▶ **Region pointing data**
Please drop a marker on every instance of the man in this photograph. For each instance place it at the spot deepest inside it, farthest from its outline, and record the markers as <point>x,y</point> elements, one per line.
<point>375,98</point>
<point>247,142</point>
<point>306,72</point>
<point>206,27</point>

▶ **Problem requirements**
Can you restate every record above word for word?

▶ **Response box**
Please drop a marker on every instance of the man in this photograph. For each instance place it at the spot deepest inside it, farthest from its outline, and record the markers as <point>x,y</point> elements, one per line.
<point>375,98</point>
<point>247,142</point>
<point>306,72</point>
<point>206,27</point>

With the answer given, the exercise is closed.